%%

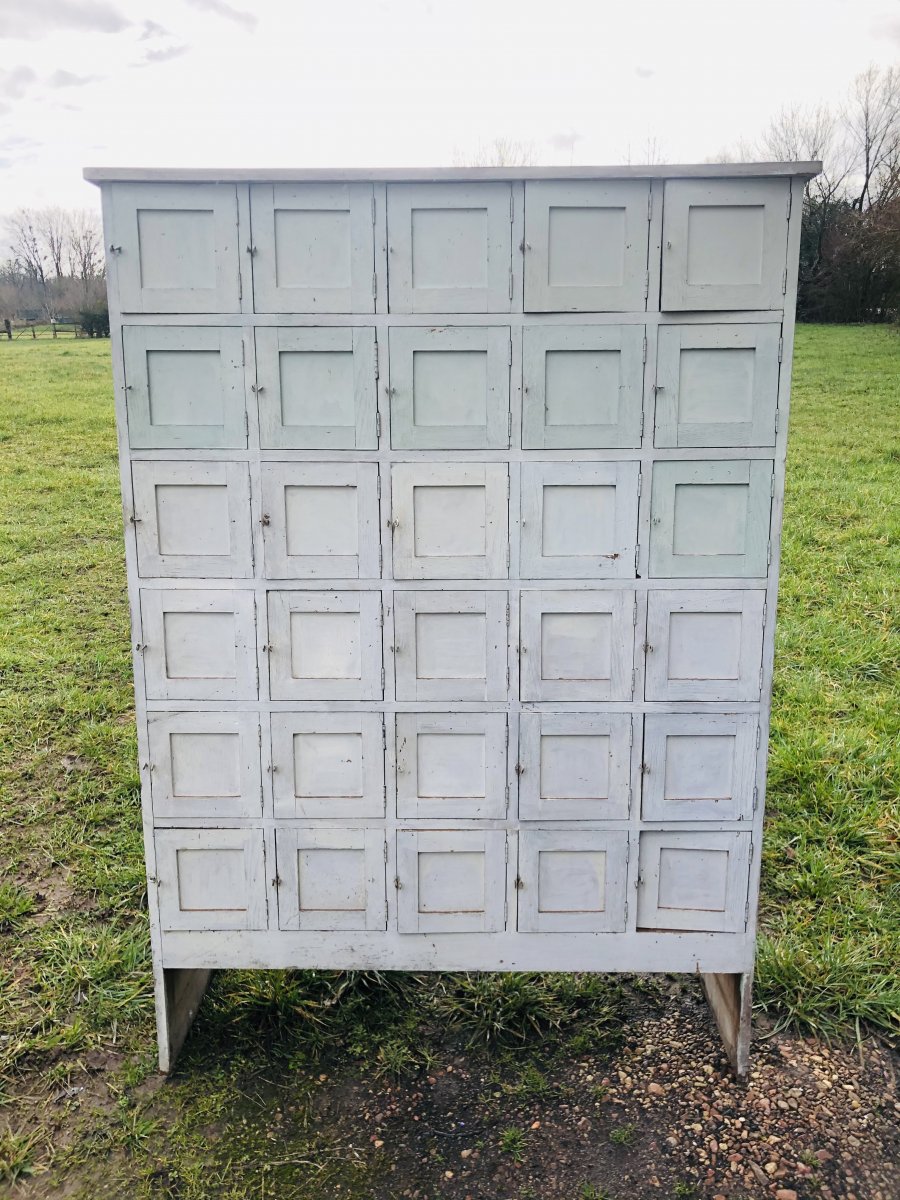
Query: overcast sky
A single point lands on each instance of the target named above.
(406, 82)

%%
%%

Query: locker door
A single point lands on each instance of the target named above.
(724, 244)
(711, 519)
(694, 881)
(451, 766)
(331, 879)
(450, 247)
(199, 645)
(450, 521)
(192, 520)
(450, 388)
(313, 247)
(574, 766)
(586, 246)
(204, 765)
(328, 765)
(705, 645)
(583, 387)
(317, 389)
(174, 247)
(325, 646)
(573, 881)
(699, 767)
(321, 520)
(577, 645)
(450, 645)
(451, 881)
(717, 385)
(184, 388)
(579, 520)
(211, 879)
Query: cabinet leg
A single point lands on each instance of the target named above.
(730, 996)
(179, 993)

%%

Every line above that carries the string "Query" should be copied.

*Solution for this problem*
Query: overcast sky
Query: locker door
Query: cabinet leg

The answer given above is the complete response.